PASSAGE TO READ ->
══════════
Production Design
On Location
Today, science fiction filmmakers are armed with miles of green screen, an army of computer animators, and a budget equal to the GDP of a modestly sized country. With these means, they can create entire worlds or touch up aging actors to look like living waxworks of their younger selves.
But Terry Gilliam decided to forego the trappings of science fiction filmmaking and go old-school to make 12 Monkeys. For this film, he shot on location in Philadelphia and utilized abandoned buildings to craft wonderfully detailed sets. Everything you see in the film was there, adding a realistic element to the story's fantastical time-traveling plot.
Bright Lights, Dim City
Real-life locations in Baltimore included the Westport Power Plant and the Garrett Jacobs Mansion. Meanwhile, Philadelphia offered up the Met Theater, the Ridgeway Library, the Richmond Power Station, and the Convention Center (which served as the film's airport). Philly's Eastern State Penitentiary, an abandoned 19th-century prison designed by Quakers and visited by Charles Dickens, served as the film's mental hospital (source).
Shooting on location also allowed Gilliam to add his own unique style to the film's representation of the city. Case in point: during the scene where Railly and Cole drive into Philadelphia, the film cleverly subverts the clichés typically employed by filmmakers. This subversion helps Gilliam show the Philadelphia he wants to show, the grim and dirty version.
══════════
SUPPLIED INFORMATION ->
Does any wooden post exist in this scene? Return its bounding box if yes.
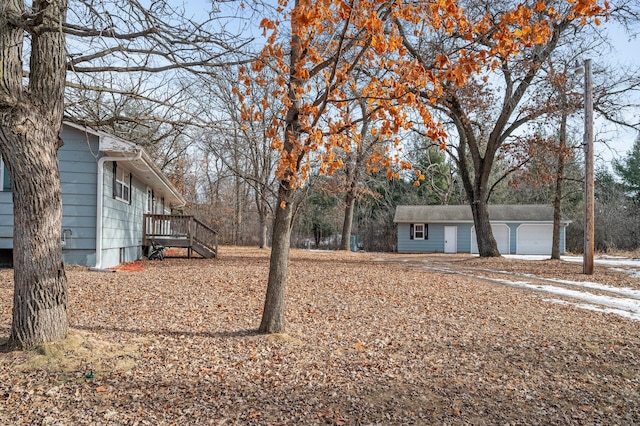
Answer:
[583,59,595,275]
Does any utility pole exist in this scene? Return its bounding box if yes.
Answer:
[583,59,595,275]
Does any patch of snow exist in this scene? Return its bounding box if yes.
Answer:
[485,277,640,320]
[543,299,640,321]
[609,268,640,278]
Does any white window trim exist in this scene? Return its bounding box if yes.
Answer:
[115,167,131,203]
[0,155,4,192]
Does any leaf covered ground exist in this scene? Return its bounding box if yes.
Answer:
[0,247,640,425]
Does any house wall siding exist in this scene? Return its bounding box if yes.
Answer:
[102,161,147,268]
[0,126,99,265]
[398,223,472,253]
[398,222,566,254]
[58,126,99,266]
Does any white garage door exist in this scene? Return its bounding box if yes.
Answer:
[471,223,509,254]
[516,224,553,255]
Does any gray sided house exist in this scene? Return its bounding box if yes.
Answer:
[0,123,185,268]
[393,205,569,255]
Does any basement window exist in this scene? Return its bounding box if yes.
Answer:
[113,163,131,204]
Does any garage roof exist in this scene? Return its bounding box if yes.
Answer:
[393,204,566,223]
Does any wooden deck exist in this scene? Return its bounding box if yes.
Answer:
[142,214,218,258]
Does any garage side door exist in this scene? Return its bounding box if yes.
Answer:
[516,224,553,255]
[471,223,509,254]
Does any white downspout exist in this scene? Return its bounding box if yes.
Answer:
[93,150,142,269]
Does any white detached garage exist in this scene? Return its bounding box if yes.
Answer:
[394,204,569,255]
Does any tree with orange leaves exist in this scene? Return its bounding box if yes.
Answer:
[239,0,600,333]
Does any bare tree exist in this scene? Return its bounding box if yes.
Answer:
══════════
BRIEF 1 -> Reproduce the passage on the production design of 12 Monkeys, starting with "Bright Lights, Dim" and going on through "and dirty version.".
BRIEF 2 -> According to the passage on the production design of 12 Monkeys, which Philadelphia location served as the film's airport?
BRIEF 3 ->
Decide whether each statement agrees with the passage on the production design of 12 Monkeys, answering yes or no and quoting the words of the passage that settle it.
(a) Terry Gilliam shot 12 Monkeys on location in Philadelphia.
(b) Eastern State Penitentiary served as the film's airport.
(c) The Westport Power Plant was one of the real-life locations in Baltimore.
The records that come after the passage on the production design of 12 Monkeys are drawn from a separate source.

WRITTEN SOLUTION 1 ->
Bright Lights, Dim City
Real-life locations in Baltimore included the Westport Power Plant and the Garrett Jacobs Mansion. Meanwhile, Philadelphia offered up the Met Theater, the Ridgeway Library, the Richmond Power Station, and the Convention Center (which served as the film's airport). Philly's Eastern State Penitentiary, an abandoned 19th-century prison designed by Quakers and visited by Charles Dickens, served as the film's mental hospital (source).
Shooting on location also allowed Gilliam to add his own unique style to the film's representation of the city. Case in point: during the scene where Railly and Cole drive into Philadelphia, the film cleverly subverts the clichés typically employed by filmmakers. This subversion helps Gilliam show the Philadelphia he wants to show, the grim and dirty version.

WRITTEN SOLUTION 2 -> The Convention Center served as the film's airport.

WRITTEN SOLUTION 3 ->
(a) Yes: "he shot on location in Philadelphia"
(b) No: "served as the film's mental hospital"
(c) Yes: "Real-life locations in Baltimore included the Westport Power Plant"